Goal of the exercise: Retype the items character for character, starting at the first line and ending with the line that contains "110L4 107L4 102L5", with both of those lines included.

Information supplied:
-- START --
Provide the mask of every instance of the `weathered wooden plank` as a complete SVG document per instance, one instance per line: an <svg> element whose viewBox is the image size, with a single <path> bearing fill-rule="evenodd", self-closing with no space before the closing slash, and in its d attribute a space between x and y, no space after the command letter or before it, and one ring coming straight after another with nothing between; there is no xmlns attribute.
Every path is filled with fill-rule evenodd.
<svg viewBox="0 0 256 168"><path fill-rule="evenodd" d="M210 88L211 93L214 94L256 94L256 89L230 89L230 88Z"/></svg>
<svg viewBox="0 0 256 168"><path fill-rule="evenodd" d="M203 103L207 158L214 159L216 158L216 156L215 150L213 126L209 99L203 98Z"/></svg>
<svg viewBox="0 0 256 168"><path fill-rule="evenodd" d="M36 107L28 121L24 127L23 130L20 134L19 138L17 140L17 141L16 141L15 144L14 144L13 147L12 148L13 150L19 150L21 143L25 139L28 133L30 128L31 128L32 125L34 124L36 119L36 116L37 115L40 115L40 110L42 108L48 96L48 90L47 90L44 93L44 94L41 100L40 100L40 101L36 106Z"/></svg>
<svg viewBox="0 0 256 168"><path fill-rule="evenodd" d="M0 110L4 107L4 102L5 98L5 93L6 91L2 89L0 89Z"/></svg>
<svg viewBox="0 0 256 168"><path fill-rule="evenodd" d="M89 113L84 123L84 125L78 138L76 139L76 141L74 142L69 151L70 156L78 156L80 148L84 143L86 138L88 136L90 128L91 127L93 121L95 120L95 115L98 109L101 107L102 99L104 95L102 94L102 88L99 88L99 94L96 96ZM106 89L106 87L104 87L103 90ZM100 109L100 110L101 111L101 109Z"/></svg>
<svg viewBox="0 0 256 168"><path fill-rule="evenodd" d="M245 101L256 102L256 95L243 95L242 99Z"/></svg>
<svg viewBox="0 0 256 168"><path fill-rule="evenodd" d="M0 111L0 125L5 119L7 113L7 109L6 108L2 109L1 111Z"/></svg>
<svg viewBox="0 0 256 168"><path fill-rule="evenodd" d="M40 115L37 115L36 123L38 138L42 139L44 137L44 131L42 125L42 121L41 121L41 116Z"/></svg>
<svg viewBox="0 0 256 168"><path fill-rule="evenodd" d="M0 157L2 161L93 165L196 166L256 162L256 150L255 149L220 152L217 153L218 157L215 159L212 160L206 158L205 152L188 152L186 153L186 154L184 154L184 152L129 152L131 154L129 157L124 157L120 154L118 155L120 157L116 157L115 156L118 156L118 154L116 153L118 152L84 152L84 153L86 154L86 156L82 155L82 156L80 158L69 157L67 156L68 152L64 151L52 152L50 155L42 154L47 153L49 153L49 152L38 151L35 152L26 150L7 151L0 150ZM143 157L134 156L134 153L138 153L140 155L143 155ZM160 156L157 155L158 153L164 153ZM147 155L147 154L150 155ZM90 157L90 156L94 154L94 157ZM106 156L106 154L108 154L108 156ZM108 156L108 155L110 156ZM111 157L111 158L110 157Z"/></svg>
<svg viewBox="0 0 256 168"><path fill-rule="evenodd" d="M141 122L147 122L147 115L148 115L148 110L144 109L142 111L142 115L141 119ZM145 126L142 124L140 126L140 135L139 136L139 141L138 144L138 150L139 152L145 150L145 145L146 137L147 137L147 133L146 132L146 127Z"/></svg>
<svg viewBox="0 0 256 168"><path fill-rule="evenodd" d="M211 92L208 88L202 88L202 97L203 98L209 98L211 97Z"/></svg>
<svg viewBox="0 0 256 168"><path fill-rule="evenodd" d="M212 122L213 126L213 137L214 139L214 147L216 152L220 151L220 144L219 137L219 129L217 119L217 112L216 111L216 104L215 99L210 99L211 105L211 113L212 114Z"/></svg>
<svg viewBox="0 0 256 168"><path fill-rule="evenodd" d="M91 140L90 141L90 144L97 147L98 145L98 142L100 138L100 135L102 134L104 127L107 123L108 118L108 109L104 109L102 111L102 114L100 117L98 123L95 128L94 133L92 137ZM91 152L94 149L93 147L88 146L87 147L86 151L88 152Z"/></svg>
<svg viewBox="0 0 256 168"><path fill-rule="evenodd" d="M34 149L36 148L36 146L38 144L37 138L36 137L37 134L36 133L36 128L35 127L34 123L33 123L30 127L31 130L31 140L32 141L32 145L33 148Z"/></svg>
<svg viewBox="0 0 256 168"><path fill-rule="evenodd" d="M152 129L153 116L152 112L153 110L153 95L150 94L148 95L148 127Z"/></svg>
-- END --
Complete output:
Provide the mask of every instance of the `weathered wooden plank` as a complete SVG document per instance, one instance per line: an <svg> element whose viewBox is the image size, with a single <path> bearing fill-rule="evenodd", self-closing with no space before the closing slash, and in its d attribute a space between x and y, no space after the command letter or before it, and one ring coming straight after another with nothing between; there is no xmlns attribute.
Every path is filled with fill-rule evenodd.
<svg viewBox="0 0 256 168"><path fill-rule="evenodd" d="M210 88L211 93L214 94L256 94L256 89L230 89L230 88Z"/></svg>
<svg viewBox="0 0 256 168"><path fill-rule="evenodd" d="M203 103L207 158L214 159L216 158L216 156L215 150L213 126L209 99L203 98Z"/></svg>
<svg viewBox="0 0 256 168"><path fill-rule="evenodd" d="M36 107L28 121L24 127L23 130L20 134L19 138L17 140L17 141L16 141L15 144L14 144L13 147L12 148L13 150L19 150L21 143L25 139L28 133L30 128L31 128L32 125L34 124L36 119L36 116L37 115L40 115L40 110L42 108L48 96L48 90L47 90L44 93L44 94L41 100L40 100L40 101L36 106Z"/></svg>
<svg viewBox="0 0 256 168"><path fill-rule="evenodd" d="M0 110L4 107L4 102L5 98L5 93L6 91L2 89L0 89Z"/></svg>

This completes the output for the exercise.